▶ Problem requirements:
Copy out the lines from the one containing "Each instance receives one keypoint. Mark the mountain" through the end of the records, keeping them exactly as they appear. Leave the pictures out of your answer.

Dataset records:
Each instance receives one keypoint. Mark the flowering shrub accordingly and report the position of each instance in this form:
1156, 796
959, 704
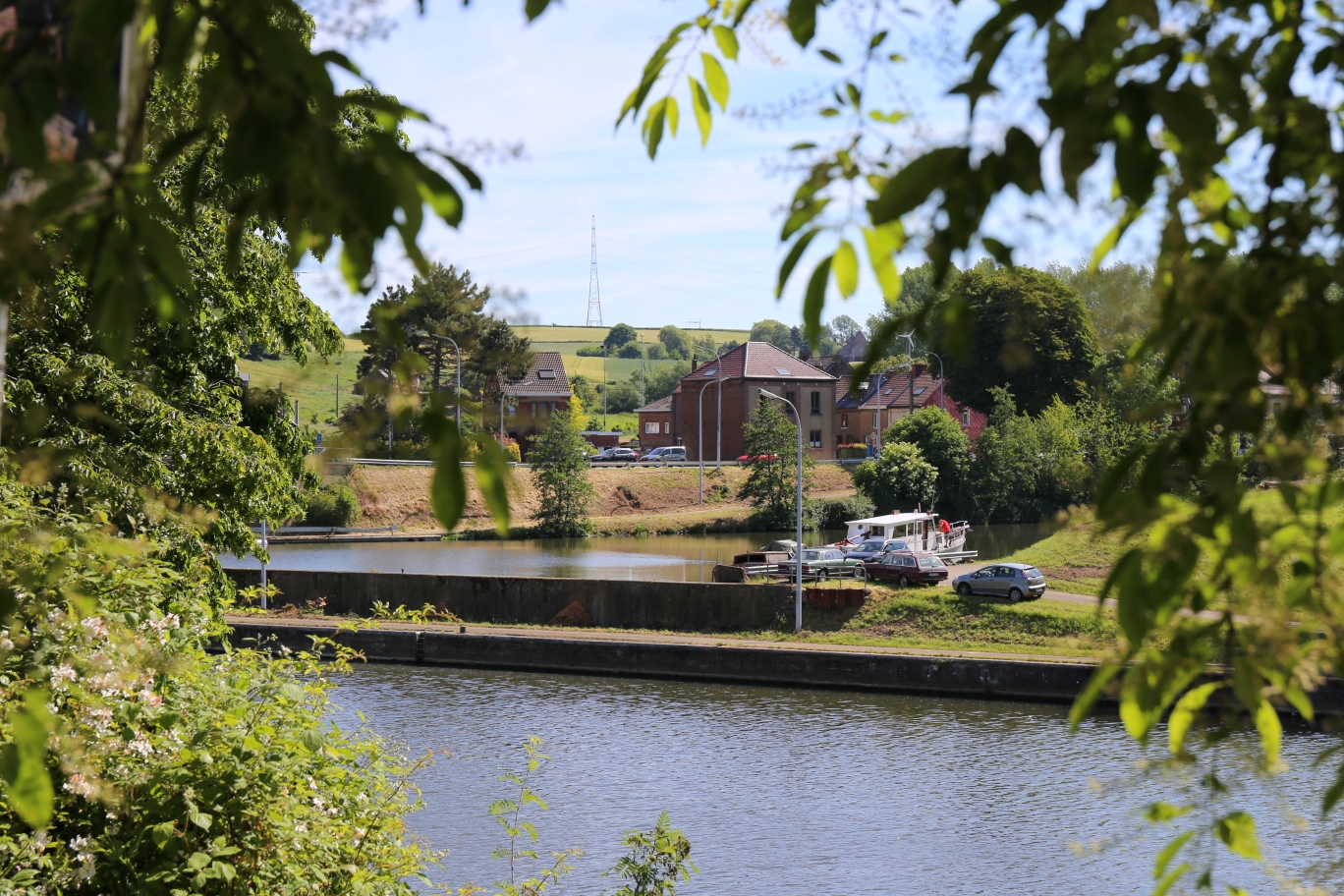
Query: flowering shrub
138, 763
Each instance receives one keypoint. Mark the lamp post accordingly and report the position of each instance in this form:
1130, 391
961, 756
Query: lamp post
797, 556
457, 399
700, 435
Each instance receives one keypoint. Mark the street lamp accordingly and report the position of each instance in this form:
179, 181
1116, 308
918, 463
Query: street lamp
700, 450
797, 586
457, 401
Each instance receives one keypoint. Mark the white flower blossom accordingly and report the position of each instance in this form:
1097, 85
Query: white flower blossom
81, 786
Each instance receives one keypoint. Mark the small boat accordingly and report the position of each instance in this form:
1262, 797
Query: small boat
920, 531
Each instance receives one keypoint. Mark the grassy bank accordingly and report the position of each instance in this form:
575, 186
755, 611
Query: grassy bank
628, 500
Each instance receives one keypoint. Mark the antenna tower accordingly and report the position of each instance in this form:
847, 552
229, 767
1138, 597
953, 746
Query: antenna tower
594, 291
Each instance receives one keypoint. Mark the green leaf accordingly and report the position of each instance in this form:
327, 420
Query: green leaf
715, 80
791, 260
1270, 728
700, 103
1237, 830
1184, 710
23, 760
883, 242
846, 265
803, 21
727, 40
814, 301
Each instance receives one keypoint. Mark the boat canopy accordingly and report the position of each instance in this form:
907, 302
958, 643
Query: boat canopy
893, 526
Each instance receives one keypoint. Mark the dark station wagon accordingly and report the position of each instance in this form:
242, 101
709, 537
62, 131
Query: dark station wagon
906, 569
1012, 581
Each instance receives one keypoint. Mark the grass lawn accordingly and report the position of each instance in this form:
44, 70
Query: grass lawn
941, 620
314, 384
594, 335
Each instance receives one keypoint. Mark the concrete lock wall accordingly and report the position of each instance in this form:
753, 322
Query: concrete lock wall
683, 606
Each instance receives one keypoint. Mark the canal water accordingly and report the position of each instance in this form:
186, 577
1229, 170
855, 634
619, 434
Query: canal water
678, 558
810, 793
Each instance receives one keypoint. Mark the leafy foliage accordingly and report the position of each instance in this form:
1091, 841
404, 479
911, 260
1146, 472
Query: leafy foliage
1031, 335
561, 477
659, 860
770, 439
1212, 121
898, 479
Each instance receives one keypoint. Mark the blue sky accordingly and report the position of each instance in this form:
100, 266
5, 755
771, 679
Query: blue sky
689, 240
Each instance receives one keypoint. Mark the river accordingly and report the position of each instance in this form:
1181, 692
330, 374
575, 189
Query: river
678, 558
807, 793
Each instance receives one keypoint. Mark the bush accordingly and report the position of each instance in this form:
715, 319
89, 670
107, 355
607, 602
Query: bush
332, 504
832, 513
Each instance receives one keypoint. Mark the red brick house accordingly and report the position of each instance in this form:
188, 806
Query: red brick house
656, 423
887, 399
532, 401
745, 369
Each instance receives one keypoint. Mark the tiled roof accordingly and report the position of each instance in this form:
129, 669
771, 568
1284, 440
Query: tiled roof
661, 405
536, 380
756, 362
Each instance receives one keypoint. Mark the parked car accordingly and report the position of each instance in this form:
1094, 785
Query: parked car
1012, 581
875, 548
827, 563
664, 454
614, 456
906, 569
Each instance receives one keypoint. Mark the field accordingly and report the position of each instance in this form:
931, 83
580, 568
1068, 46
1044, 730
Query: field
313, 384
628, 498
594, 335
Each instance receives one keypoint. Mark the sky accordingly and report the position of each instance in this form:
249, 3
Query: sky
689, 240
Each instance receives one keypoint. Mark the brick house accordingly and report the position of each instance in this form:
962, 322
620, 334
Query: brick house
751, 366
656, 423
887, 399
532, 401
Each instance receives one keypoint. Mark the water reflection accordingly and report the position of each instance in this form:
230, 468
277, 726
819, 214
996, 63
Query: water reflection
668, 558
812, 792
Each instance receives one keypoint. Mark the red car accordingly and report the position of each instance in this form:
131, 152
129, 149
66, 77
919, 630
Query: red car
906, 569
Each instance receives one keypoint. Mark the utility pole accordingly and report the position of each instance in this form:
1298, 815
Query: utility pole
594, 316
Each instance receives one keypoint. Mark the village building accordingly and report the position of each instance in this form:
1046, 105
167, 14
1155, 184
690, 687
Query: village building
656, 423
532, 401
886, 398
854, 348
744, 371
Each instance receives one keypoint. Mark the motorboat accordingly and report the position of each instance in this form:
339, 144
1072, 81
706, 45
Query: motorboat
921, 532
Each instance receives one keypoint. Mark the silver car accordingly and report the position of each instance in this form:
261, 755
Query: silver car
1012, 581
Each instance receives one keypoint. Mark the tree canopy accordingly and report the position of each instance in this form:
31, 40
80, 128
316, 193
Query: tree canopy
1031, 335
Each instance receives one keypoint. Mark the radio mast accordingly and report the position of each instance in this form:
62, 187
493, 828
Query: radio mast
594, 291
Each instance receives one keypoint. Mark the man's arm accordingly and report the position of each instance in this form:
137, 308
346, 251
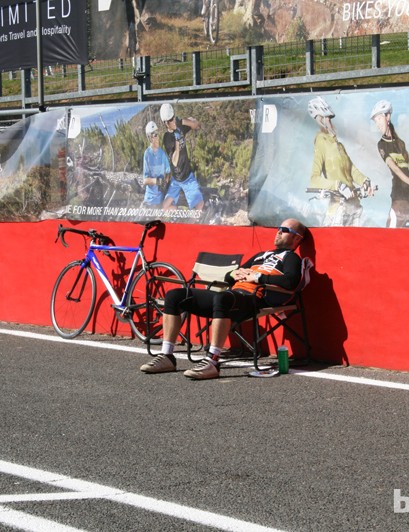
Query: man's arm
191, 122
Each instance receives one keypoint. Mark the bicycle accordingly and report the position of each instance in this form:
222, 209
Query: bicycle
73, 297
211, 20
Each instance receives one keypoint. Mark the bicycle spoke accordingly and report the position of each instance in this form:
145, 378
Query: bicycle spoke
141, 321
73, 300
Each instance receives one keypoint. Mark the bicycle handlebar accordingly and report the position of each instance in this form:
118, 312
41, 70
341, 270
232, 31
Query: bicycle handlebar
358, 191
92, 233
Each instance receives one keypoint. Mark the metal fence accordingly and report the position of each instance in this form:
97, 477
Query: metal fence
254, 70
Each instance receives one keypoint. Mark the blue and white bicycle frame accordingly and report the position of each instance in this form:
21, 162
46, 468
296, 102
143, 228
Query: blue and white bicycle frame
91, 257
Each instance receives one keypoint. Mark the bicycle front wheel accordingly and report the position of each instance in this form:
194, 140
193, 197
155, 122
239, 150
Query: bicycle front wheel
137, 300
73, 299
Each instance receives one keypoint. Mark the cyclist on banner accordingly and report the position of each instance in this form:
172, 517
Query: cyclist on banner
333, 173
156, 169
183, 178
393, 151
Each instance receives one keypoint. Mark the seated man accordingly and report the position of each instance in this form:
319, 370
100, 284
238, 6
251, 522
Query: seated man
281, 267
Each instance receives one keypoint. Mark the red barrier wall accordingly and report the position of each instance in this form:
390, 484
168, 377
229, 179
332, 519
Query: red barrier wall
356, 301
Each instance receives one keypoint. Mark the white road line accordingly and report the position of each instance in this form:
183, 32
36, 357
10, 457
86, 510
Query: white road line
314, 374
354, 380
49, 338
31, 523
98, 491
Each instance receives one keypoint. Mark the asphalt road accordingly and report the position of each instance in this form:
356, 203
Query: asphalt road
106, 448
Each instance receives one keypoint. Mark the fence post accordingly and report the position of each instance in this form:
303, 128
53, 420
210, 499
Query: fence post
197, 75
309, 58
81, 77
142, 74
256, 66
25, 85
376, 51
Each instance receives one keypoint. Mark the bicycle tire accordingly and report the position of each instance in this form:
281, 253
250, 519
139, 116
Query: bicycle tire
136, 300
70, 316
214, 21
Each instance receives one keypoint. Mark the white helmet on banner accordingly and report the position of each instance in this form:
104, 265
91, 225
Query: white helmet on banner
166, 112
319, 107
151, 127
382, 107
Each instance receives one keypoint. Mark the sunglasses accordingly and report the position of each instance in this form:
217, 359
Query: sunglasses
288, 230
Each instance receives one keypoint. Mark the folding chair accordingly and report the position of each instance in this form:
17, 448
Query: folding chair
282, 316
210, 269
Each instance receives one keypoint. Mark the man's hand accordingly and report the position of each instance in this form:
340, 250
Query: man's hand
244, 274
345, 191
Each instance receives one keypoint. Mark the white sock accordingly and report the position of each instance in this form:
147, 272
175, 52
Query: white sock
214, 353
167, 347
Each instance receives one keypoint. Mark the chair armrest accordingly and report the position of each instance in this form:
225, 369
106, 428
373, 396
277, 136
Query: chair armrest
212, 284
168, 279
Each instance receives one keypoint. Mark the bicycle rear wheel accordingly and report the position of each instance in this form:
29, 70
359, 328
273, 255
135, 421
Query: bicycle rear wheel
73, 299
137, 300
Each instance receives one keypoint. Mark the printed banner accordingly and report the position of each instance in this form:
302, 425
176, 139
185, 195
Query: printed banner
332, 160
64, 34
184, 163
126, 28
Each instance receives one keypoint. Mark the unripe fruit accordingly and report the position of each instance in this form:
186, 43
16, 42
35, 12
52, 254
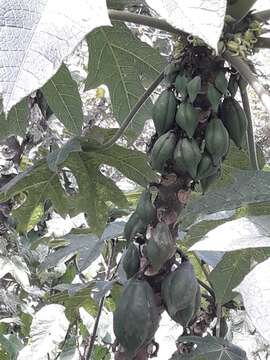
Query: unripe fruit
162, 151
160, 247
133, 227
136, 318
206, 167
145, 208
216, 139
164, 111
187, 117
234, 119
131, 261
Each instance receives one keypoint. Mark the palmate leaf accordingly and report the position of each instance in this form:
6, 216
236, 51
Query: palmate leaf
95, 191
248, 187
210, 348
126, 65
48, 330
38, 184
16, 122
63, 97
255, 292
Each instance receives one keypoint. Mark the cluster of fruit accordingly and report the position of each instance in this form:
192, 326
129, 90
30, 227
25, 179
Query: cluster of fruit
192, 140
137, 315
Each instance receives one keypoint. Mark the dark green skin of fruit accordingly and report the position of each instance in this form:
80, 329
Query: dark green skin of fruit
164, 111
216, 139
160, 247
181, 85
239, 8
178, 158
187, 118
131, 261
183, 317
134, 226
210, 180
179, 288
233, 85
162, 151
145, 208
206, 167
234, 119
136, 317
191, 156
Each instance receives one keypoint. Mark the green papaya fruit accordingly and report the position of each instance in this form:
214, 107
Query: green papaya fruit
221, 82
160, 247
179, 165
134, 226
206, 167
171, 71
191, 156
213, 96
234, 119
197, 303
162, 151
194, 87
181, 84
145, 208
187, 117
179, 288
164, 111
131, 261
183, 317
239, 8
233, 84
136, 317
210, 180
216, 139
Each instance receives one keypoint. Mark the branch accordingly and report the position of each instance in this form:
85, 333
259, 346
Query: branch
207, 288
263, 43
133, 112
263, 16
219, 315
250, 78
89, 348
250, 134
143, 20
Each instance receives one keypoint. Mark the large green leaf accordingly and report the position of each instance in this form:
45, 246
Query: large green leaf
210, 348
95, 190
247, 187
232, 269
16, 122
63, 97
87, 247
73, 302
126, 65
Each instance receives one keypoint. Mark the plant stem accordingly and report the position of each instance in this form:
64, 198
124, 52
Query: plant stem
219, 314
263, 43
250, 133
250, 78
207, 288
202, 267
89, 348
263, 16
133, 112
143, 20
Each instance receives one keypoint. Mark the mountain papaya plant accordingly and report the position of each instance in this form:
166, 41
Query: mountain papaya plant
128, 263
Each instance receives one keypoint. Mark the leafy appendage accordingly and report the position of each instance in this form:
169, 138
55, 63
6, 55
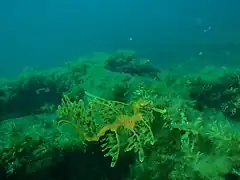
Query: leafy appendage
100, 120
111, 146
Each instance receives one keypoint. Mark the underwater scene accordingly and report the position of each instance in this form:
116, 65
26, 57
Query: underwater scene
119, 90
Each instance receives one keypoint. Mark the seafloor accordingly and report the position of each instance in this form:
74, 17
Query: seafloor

▶ Output for this task:
Each instance receives one keypoint. Mark the mountain papaya plant accordingly and report the position of each instance in this form:
166, 41
Query: mountain papaya plant
128, 263
Each instance receives one keypoint. Mark the leafy appendage accordingly and report the position of each instance in this form:
169, 138
55, 63
6, 55
Query: leafy appendage
100, 120
111, 146
Each instance receives one keypoint. Mark the underwater scene accordingly and report the position of each instance in this form:
116, 65
26, 57
Query: underwater scene
119, 90
Each instance receives one keypoint. Mark the seafloor accordingly and report the position of each instance in this form:
74, 17
Query: seafloor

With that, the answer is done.